(JOB):
Convert every line of the records below into a numbered list, skipping any blank lines and leaving out the pictures.

(RECORDS SUPPLIED):
┄┄┄┄┄┄┄┄┄┄
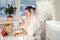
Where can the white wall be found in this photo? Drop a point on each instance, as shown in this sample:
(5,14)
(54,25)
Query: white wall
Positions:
(45,10)
(57,9)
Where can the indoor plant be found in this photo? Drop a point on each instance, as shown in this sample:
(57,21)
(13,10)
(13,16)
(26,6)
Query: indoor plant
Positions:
(9,10)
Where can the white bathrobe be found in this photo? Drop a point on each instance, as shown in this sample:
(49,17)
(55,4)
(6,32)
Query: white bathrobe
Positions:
(33,28)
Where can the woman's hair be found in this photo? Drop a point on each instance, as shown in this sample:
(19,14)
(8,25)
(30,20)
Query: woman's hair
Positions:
(29,8)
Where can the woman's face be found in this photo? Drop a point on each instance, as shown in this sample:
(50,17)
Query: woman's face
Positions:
(27,13)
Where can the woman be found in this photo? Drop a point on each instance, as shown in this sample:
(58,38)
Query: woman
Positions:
(31,24)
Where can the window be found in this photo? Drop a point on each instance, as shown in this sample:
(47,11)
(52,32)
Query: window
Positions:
(23,4)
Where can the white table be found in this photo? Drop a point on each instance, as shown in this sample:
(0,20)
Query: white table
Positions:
(18,38)
(14,22)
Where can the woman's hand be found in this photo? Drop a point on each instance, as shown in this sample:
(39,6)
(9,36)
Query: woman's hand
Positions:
(24,22)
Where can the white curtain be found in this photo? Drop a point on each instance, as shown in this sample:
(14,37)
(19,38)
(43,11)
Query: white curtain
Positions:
(4,3)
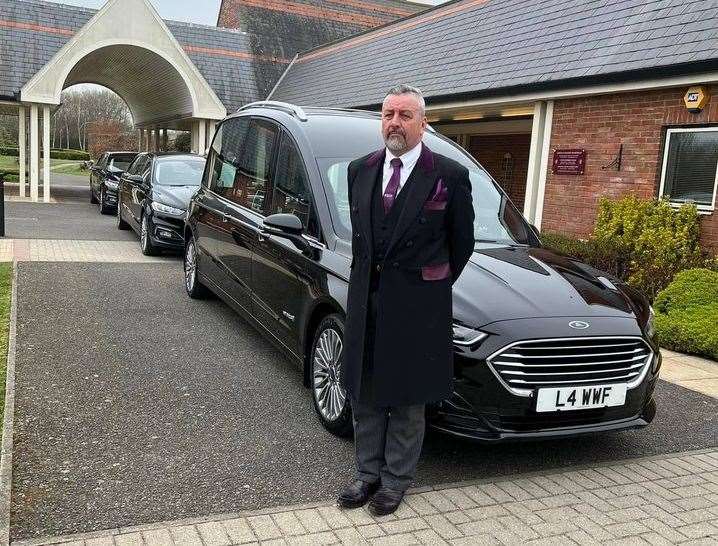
┄┄┄┄┄┄┄┄┄┄
(RESULT OF THIS TASK):
1. Where can the white wall be found in this photo? Drop a point on each instance, as shown in this sample:
2. (5,14)
3. (54,25)
4. Query: white wall
5. Positions:
6. (45,10)
7. (57,9)
8. Where can the indoor plant be found in this photo? Drop a point on each instance, as shown in this sample:
9. (57,21)
10. (13,10)
11. (13,16)
12. (26,6)
13. Query: indoor plant
14. Positions:
15. (9,10)
16. Where can the white bathrobe be found in this photo? Drop a point on each instance, as shown in this sample:
17. (49,17)
18. (55,4)
19. (6,32)
20. Query: white bathrobe
21. Positions:
22. (33,28)
23. Where can the woman's hair be found in this photo? Drop a point on each instance, as shown in this sample:
24. (19,14)
25. (8,25)
26. (30,20)
27. Query: woman's hair
28. Positions:
29. (29,8)
30. Where can the woman's face be found in this photo? Drop a point on each instance, as shown in this sample:
31. (50,17)
32. Query: woman's face
33. Positions:
34. (27,13)
35. Where can the woman be found in this photo? Drop a point on each instance, as shown in this sample:
36. (58,38)
37. Query: woman
38. Positions:
39. (31,24)
40. Where can the window be found in this photo? Drop a point on each instance, as shown in this sample:
41. (47,11)
42. (52,32)
43. Query: window
44. Positions:
45. (23,4)
46. Where can the white table be found in this photo? Drop a point on each instance, as shown in this sample:
47. (0,20)
48. Query: white table
49. Positions:
50. (18,38)
51. (14,22)
52. Where can the woman's hand be found in this photo? Drop a point on each instance, as shown in this sample:
53. (39,6)
54. (9,36)
55. Query: woman's hand
56. Positions:
57. (24,22)
58. Where can the white curtain be found in this photo? Drop a point on each instance, as shown in this sample:
59. (14,37)
60. (19,38)
61. (43,11)
62. Query: white curtain
63. Positions:
64. (4,3)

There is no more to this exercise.